Exercise instructions →
Below are the records; copy out every line that holds the word "leafy".

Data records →
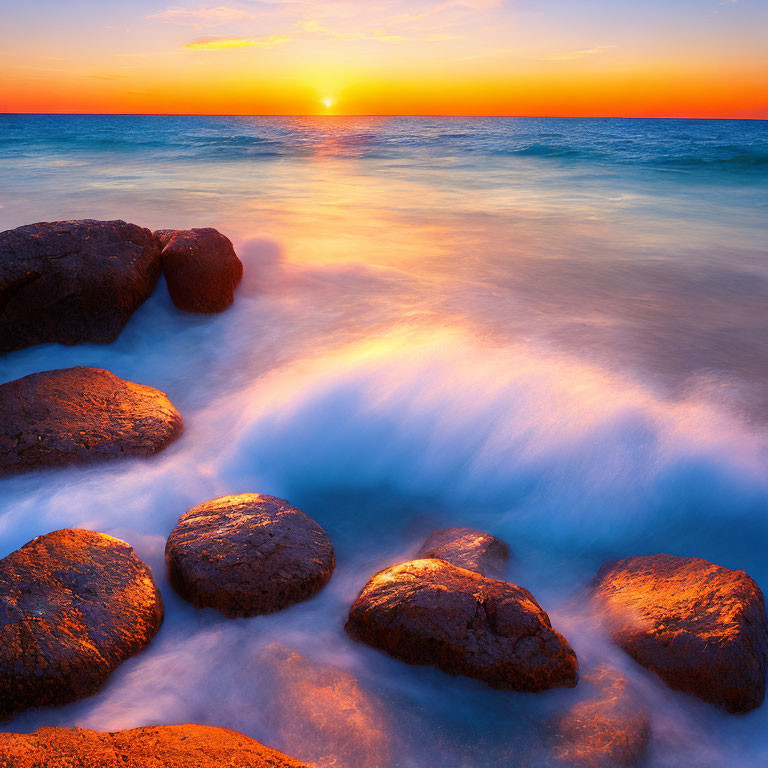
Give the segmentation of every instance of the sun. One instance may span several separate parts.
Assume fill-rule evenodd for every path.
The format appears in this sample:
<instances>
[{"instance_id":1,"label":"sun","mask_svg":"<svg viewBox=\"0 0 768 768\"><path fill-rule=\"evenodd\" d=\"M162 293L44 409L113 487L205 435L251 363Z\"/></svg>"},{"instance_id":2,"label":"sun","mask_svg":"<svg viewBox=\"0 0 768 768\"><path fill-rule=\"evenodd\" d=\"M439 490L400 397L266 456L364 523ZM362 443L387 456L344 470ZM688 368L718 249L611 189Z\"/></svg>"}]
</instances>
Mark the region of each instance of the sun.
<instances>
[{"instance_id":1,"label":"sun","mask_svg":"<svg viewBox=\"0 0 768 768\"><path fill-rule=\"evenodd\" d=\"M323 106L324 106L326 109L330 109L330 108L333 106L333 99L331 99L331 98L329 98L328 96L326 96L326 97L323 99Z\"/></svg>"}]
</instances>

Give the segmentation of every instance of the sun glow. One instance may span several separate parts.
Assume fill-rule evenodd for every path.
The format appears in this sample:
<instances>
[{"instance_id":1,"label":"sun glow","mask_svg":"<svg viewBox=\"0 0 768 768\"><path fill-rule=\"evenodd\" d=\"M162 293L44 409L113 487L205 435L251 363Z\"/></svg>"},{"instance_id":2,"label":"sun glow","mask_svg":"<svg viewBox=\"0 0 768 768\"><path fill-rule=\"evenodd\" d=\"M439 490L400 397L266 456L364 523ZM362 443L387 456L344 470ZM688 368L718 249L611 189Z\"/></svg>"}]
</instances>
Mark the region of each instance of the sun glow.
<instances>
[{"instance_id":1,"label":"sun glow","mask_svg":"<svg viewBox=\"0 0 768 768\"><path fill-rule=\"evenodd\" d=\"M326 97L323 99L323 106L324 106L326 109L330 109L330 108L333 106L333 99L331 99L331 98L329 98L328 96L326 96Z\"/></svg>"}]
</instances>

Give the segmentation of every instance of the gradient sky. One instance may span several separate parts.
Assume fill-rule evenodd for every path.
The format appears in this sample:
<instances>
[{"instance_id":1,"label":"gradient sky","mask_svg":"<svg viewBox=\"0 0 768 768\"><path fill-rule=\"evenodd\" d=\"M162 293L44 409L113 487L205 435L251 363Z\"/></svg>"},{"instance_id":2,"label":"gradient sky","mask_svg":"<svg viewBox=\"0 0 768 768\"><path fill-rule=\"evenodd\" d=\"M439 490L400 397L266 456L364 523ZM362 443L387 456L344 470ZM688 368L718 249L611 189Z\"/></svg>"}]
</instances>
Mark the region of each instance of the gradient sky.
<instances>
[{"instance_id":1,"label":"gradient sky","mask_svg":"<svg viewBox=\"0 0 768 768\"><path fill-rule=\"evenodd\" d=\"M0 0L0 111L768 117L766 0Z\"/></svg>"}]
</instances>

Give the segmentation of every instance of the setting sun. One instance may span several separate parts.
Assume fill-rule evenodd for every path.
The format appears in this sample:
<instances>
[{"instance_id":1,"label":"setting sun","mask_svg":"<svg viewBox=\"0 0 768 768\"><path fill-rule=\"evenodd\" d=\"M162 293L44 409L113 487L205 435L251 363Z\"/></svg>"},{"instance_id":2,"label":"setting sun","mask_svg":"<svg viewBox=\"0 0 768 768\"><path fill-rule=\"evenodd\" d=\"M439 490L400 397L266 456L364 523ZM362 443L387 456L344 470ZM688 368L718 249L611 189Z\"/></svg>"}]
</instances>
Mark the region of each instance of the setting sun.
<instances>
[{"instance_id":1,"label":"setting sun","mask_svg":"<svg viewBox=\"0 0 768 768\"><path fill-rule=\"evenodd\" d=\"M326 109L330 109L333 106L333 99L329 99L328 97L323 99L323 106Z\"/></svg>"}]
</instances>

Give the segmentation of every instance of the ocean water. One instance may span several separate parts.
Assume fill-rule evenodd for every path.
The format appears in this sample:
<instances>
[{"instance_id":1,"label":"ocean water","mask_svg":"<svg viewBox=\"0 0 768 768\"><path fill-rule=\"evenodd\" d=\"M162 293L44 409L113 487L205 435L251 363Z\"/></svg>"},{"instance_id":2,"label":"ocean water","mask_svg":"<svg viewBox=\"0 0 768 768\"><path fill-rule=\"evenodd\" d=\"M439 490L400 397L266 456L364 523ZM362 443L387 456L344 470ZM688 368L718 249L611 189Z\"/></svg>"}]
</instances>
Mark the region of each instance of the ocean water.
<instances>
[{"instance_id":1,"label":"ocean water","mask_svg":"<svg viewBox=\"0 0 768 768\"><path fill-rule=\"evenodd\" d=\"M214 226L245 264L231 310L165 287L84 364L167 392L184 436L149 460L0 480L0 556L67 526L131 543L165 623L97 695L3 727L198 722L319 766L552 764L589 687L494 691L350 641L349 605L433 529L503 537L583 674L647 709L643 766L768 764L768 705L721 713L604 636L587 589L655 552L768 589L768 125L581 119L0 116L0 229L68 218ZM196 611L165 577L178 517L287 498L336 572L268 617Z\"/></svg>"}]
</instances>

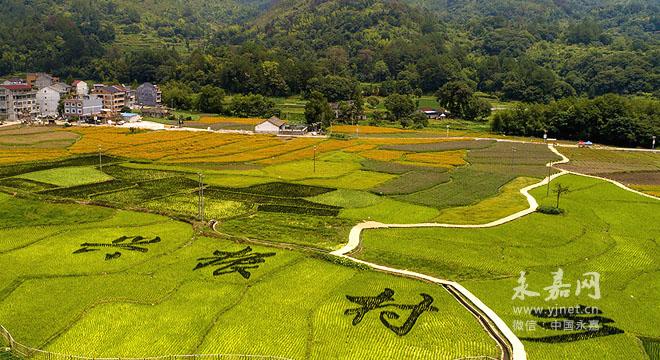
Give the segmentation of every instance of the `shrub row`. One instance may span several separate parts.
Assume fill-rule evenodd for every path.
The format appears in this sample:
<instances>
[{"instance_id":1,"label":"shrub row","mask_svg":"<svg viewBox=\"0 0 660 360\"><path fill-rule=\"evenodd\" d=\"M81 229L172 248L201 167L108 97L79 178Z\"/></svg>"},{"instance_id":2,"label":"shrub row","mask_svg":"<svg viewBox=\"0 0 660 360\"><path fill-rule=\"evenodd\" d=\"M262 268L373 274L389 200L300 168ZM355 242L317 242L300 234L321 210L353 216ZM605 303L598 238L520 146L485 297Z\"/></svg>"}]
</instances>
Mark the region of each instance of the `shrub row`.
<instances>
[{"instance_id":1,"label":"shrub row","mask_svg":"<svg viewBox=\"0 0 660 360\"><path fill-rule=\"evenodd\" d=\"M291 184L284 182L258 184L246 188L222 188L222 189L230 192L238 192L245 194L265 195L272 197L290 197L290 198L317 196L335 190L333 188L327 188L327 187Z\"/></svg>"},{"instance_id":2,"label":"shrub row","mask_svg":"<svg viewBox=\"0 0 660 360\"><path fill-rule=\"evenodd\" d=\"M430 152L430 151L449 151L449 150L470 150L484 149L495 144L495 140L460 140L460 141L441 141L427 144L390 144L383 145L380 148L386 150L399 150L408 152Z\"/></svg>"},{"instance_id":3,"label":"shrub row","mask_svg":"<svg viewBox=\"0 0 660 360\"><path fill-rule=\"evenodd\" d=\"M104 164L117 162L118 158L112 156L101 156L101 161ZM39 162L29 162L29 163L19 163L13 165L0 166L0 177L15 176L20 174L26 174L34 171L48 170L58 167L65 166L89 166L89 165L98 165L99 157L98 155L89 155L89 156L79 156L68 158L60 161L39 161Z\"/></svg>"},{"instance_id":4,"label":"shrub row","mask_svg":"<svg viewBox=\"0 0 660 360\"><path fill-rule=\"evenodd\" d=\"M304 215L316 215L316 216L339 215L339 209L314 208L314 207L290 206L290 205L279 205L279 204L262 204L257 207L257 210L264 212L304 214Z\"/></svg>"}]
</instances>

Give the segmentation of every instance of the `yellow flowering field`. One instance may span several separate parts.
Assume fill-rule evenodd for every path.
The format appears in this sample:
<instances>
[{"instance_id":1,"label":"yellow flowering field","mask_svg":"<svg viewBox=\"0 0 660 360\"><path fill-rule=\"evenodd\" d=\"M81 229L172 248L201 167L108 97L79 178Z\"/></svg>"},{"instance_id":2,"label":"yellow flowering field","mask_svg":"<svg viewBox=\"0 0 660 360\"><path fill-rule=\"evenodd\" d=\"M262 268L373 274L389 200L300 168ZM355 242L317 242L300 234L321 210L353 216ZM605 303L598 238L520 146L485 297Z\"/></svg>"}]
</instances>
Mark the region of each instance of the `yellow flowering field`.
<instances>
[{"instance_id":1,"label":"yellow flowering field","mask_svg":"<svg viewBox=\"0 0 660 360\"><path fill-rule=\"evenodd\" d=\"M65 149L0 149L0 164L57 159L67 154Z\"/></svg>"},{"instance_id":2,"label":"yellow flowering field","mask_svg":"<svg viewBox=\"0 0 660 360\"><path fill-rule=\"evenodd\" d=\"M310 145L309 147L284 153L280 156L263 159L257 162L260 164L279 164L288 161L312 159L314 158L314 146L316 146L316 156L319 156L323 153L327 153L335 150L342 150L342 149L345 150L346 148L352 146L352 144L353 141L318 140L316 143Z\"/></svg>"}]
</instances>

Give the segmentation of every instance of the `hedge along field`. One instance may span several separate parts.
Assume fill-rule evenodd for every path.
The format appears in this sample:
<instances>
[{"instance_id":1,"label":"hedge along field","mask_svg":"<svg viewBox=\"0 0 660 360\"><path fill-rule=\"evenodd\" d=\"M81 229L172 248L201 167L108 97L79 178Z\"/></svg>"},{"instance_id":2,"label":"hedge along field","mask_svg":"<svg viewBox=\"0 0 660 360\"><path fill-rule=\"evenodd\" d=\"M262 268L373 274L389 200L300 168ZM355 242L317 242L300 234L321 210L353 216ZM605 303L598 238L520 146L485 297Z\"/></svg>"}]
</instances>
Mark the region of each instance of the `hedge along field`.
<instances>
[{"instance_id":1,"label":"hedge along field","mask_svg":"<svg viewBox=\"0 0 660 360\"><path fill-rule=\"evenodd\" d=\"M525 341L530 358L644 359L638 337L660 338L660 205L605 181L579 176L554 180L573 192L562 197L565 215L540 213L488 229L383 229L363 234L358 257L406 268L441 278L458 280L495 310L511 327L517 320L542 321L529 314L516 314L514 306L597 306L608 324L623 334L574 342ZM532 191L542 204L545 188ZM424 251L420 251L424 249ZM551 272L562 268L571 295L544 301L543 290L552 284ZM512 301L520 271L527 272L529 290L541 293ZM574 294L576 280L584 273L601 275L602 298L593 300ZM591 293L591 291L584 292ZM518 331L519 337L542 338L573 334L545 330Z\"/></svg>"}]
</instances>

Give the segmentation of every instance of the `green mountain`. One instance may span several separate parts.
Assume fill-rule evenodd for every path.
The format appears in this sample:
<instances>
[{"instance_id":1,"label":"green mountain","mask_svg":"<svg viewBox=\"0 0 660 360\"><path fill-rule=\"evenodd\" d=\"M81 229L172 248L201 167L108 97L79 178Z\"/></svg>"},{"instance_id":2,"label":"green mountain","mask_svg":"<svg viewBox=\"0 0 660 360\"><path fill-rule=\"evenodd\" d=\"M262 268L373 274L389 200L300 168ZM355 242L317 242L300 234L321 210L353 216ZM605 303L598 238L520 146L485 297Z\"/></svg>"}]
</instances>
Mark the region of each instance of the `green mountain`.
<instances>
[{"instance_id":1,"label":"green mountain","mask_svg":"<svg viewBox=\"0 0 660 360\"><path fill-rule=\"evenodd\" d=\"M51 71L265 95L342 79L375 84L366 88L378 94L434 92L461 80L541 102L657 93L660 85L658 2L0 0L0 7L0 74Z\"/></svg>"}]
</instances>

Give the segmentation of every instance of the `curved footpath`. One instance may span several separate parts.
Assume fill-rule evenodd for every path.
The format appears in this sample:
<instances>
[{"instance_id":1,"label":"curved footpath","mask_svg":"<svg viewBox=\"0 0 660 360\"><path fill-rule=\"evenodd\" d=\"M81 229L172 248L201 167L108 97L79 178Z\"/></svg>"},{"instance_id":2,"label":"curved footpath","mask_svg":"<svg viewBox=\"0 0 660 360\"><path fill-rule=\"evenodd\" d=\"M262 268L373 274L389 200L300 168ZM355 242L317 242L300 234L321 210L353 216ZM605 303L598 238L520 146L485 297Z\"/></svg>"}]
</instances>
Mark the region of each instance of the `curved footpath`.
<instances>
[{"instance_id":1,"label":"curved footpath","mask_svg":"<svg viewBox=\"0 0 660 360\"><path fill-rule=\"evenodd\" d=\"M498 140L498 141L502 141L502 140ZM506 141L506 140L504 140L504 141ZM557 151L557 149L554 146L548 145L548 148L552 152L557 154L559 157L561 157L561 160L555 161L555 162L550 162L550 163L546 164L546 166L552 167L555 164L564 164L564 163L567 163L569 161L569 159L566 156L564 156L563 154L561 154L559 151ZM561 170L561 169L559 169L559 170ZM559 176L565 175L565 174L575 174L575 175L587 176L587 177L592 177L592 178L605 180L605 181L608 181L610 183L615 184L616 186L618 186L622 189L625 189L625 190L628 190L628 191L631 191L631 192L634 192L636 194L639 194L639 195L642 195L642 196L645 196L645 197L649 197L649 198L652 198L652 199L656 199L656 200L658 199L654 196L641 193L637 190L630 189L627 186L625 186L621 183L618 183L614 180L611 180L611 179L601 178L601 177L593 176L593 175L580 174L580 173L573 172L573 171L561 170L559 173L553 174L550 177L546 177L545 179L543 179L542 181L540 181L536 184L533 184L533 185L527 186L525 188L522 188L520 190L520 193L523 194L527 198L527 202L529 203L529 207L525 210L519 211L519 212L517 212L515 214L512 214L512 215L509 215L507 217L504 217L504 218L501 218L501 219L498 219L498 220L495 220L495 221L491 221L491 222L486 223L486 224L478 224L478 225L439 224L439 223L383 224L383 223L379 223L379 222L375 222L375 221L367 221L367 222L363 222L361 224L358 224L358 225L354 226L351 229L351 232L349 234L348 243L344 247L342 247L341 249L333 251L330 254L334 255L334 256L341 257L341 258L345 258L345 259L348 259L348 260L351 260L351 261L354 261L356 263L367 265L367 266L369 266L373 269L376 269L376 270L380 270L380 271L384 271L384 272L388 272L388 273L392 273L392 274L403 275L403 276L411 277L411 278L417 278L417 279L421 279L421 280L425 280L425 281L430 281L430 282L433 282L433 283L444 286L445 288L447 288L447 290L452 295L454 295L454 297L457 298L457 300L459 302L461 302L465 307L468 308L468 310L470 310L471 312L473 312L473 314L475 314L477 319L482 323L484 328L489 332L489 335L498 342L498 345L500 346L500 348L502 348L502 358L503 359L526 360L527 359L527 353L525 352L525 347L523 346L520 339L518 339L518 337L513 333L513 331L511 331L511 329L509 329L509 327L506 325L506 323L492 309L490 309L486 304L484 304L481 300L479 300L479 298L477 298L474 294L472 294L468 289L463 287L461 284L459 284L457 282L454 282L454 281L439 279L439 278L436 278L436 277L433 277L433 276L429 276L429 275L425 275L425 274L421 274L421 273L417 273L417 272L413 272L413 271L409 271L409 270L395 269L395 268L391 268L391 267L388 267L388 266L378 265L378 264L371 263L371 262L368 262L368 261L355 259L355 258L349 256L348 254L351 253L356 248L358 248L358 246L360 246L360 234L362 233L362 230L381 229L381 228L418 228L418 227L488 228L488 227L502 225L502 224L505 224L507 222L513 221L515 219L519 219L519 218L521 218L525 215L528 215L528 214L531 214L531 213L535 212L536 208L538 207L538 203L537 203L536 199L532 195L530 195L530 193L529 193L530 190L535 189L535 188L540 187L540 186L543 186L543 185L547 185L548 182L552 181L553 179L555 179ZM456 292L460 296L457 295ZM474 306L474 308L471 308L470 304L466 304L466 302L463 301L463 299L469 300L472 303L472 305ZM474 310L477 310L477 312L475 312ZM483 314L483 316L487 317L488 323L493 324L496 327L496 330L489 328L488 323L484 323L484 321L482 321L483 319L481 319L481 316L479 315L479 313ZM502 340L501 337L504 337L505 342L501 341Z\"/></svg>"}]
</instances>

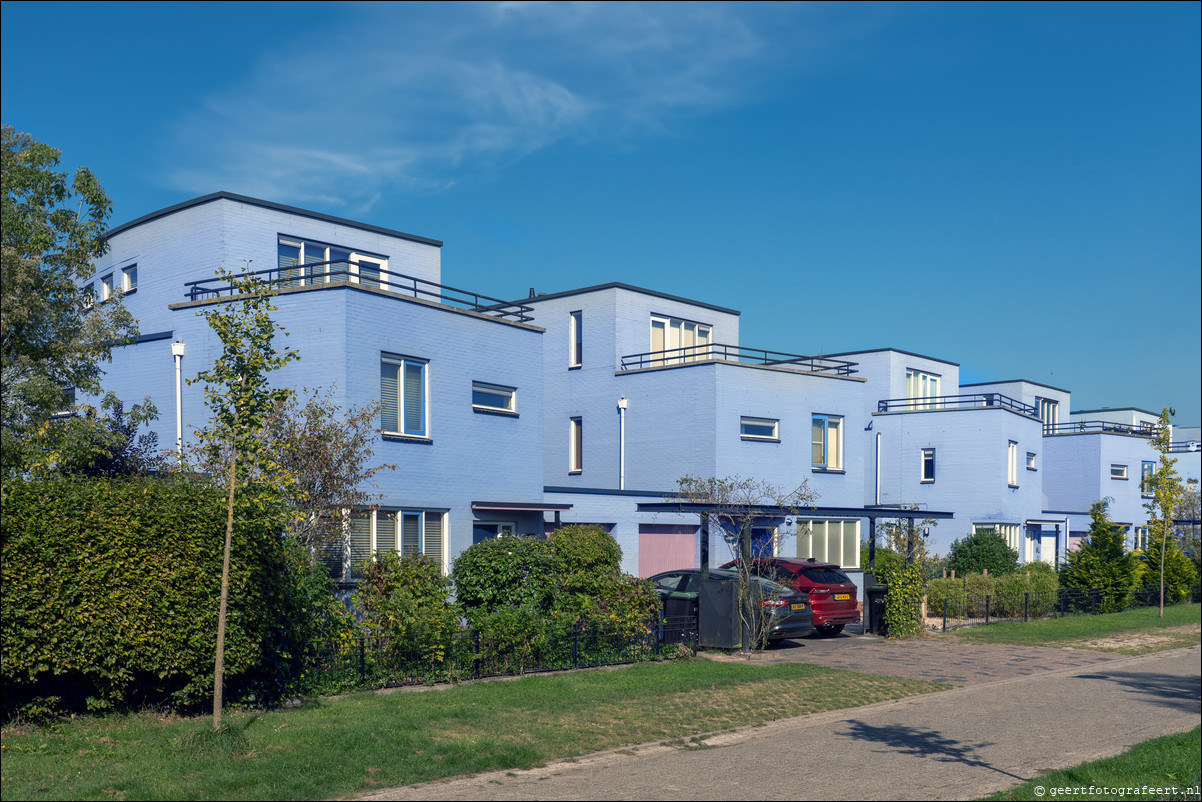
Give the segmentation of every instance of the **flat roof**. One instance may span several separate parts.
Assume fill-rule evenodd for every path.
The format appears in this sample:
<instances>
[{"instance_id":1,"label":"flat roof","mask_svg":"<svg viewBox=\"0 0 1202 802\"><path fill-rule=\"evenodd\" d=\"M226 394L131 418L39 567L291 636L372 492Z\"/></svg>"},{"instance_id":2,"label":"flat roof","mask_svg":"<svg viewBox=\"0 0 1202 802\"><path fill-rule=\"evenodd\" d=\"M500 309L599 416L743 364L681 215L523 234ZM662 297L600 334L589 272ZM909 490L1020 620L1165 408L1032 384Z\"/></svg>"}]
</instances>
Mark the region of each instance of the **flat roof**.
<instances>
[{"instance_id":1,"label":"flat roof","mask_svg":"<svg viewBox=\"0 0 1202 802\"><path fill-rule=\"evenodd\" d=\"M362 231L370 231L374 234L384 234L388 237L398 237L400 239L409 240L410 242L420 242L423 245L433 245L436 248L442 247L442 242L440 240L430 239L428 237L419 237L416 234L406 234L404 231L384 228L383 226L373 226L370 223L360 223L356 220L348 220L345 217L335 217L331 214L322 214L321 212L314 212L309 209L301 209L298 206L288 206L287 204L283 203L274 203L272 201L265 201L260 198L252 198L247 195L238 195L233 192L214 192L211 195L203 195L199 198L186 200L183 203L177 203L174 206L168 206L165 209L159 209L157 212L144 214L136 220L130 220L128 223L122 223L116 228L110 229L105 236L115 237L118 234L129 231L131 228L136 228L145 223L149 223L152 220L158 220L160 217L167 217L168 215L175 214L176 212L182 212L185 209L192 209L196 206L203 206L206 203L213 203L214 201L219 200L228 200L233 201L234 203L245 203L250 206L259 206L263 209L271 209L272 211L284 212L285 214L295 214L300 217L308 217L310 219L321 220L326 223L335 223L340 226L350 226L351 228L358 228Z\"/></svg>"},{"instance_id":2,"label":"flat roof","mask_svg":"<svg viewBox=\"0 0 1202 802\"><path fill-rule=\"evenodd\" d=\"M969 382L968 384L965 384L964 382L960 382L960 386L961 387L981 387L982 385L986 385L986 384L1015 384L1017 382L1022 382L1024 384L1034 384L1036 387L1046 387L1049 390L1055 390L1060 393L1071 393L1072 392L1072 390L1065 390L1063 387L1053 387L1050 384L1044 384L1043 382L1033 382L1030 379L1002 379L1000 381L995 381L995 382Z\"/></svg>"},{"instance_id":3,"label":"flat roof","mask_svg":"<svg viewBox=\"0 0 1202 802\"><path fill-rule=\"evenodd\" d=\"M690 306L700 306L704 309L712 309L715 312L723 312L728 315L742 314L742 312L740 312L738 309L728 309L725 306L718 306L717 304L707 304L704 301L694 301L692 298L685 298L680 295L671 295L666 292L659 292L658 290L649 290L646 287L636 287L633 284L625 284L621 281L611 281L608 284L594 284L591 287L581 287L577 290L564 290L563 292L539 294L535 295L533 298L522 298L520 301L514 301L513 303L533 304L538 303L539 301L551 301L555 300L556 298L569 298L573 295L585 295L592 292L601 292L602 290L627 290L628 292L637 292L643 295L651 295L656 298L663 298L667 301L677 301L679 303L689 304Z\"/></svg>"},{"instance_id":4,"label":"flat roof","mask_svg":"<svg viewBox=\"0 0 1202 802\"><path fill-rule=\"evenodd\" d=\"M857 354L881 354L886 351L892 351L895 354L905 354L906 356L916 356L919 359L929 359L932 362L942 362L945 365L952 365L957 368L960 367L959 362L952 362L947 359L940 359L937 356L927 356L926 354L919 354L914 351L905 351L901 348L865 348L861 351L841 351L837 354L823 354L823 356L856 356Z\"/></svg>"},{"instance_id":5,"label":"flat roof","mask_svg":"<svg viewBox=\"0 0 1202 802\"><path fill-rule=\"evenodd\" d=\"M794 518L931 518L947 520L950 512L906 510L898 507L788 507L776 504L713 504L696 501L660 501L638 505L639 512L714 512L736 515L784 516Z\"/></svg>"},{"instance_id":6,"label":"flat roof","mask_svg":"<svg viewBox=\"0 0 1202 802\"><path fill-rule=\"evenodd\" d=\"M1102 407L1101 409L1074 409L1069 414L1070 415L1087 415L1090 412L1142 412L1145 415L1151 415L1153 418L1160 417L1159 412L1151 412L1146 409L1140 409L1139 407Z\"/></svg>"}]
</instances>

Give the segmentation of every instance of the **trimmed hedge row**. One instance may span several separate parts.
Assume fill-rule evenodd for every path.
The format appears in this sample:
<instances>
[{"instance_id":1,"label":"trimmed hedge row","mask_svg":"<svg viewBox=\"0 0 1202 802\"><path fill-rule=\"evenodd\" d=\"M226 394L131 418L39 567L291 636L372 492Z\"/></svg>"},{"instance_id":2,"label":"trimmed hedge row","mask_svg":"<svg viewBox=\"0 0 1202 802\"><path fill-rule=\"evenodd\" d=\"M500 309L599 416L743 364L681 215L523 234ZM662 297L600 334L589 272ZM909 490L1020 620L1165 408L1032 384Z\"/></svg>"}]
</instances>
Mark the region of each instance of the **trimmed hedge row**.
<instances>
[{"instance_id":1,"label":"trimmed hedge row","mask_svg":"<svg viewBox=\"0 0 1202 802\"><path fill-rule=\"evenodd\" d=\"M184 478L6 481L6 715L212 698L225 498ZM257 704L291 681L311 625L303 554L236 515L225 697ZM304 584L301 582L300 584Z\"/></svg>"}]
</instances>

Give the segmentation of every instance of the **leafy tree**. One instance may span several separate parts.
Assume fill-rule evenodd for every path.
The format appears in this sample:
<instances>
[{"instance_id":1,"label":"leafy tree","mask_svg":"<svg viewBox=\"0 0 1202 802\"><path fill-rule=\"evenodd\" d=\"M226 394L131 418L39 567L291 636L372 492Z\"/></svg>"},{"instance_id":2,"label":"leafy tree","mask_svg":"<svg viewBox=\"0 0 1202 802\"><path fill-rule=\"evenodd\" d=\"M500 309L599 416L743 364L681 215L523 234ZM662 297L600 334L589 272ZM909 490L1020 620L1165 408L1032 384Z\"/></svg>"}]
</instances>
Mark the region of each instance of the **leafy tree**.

Reply →
Give the segmentation of every instance of the **leafy tree**. One instance may span several separate parts.
[{"instance_id":1,"label":"leafy tree","mask_svg":"<svg viewBox=\"0 0 1202 802\"><path fill-rule=\"evenodd\" d=\"M226 394L131 418L39 567L291 636L372 492Z\"/></svg>"},{"instance_id":2,"label":"leafy tree","mask_svg":"<svg viewBox=\"0 0 1202 802\"><path fill-rule=\"evenodd\" d=\"M500 309L599 416L743 364L681 215L523 234ZM662 297L600 334L589 272ZM909 490L1020 620L1165 408L1032 384Z\"/></svg>"}]
Mark the region of each instance of the **leafy tree**.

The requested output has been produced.